EXERCISE PROMPT
Report every line in the material below that contains the word "building", copying each of those lines in full.

TASK INPUT

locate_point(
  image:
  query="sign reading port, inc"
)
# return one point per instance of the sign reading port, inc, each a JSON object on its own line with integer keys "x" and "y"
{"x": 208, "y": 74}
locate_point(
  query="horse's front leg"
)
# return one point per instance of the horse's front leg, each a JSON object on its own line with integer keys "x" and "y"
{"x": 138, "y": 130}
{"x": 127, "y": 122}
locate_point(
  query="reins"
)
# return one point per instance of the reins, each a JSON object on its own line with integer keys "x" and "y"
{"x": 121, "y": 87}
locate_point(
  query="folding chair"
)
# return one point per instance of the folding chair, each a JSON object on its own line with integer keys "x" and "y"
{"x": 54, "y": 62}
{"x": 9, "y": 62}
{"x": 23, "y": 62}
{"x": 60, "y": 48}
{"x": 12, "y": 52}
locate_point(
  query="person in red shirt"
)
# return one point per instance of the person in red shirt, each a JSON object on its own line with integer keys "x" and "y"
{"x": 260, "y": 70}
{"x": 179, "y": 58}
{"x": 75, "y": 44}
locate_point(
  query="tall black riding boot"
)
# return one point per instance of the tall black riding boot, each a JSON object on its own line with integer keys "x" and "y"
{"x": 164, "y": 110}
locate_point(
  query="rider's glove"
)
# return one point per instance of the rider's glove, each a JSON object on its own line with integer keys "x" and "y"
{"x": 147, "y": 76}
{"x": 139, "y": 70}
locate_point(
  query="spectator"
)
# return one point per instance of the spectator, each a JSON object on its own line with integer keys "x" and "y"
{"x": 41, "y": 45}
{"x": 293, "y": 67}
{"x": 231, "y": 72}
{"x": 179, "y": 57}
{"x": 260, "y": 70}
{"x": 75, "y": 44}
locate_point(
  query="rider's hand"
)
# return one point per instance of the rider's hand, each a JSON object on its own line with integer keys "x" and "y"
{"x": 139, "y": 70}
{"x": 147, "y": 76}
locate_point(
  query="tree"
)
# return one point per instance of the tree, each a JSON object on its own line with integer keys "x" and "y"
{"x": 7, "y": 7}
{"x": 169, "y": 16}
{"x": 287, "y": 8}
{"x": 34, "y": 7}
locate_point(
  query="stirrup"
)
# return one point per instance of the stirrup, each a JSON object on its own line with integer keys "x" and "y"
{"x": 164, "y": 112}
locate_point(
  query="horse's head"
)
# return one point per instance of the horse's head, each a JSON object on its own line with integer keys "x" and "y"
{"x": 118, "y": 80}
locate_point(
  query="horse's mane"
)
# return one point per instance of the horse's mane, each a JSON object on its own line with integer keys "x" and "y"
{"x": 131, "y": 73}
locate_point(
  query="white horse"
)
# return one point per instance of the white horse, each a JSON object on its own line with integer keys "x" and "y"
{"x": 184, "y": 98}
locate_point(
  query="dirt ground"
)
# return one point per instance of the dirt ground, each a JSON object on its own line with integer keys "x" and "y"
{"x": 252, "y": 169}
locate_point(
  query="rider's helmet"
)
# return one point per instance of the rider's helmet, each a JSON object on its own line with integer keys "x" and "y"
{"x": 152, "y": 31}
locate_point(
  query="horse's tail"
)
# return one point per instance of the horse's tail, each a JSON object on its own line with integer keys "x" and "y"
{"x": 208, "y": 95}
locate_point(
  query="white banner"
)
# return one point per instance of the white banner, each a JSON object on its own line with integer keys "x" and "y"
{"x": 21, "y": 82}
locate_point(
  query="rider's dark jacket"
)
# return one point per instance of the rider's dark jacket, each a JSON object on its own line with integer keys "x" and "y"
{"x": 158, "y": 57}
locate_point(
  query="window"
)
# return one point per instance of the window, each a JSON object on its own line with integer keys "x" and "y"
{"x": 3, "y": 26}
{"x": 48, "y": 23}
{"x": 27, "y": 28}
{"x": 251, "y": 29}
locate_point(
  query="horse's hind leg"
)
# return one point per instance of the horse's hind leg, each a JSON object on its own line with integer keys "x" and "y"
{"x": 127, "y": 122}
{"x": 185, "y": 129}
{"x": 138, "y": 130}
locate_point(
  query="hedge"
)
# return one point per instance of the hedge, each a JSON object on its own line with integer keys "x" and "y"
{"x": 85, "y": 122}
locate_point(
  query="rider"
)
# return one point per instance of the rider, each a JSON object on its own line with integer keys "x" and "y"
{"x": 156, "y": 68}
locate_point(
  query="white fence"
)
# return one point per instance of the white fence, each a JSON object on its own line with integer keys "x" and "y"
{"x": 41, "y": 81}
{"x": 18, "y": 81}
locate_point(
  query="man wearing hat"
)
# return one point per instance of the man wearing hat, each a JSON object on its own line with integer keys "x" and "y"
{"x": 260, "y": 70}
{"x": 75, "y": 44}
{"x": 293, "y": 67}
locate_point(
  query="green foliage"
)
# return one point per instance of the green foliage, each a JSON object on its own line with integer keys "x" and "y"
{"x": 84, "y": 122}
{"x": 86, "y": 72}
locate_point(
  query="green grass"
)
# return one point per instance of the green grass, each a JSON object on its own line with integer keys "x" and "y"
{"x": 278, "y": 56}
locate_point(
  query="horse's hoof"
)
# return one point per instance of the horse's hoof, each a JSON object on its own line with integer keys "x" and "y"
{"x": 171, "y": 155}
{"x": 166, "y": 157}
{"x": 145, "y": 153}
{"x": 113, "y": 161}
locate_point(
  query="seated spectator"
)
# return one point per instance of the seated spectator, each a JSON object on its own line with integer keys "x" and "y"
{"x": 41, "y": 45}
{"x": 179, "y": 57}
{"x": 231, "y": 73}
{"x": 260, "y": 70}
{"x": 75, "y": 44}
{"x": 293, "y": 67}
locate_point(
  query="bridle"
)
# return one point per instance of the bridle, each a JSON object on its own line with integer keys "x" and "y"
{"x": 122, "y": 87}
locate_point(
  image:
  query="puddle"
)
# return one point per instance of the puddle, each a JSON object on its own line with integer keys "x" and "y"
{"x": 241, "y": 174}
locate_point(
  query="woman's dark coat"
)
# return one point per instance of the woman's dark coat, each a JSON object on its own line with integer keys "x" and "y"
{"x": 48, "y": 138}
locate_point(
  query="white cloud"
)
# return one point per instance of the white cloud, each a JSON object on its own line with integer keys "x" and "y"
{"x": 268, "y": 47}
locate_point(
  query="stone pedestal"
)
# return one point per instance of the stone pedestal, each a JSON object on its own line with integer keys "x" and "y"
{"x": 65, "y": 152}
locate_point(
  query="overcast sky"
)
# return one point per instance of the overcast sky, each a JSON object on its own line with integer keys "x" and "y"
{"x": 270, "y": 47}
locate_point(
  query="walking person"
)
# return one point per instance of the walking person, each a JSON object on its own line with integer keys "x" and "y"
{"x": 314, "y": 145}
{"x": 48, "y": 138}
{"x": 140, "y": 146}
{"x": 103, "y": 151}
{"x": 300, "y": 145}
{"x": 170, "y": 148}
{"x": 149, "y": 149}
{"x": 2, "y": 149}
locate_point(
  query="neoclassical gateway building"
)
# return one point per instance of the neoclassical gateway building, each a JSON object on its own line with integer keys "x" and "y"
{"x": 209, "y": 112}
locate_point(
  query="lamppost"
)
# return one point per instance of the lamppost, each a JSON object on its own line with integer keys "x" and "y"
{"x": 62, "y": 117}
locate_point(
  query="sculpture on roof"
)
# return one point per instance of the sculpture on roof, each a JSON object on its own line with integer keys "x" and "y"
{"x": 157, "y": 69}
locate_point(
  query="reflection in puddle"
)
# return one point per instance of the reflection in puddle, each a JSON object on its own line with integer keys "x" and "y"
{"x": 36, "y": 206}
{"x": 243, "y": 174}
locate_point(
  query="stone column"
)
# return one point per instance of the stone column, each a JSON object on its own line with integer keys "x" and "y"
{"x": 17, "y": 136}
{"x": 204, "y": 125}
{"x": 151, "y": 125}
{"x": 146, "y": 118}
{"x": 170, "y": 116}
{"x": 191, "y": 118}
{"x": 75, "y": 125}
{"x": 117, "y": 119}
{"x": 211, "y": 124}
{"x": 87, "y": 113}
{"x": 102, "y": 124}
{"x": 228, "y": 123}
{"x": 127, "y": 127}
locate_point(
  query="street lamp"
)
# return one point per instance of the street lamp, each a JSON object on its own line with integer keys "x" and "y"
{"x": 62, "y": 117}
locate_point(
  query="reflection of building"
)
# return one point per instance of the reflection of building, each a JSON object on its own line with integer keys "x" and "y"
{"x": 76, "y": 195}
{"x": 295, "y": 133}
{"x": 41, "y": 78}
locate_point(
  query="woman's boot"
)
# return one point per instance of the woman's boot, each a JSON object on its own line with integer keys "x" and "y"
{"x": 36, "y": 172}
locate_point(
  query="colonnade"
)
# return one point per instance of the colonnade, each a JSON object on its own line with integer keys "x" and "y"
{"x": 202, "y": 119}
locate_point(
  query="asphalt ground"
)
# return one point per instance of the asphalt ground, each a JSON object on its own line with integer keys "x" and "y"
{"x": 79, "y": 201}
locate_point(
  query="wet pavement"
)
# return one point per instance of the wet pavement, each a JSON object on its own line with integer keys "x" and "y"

EXERCISE RESULT
  query="neoclassical gateway building"
# return one point per instance of the neoclassical gateway building, each a JSON object on its own line with integer keys "x" and "y"
  query="reflection of building"
# return one point per instance of the reflection of building, each a JSON object on its own line with integer keys "x" and "y"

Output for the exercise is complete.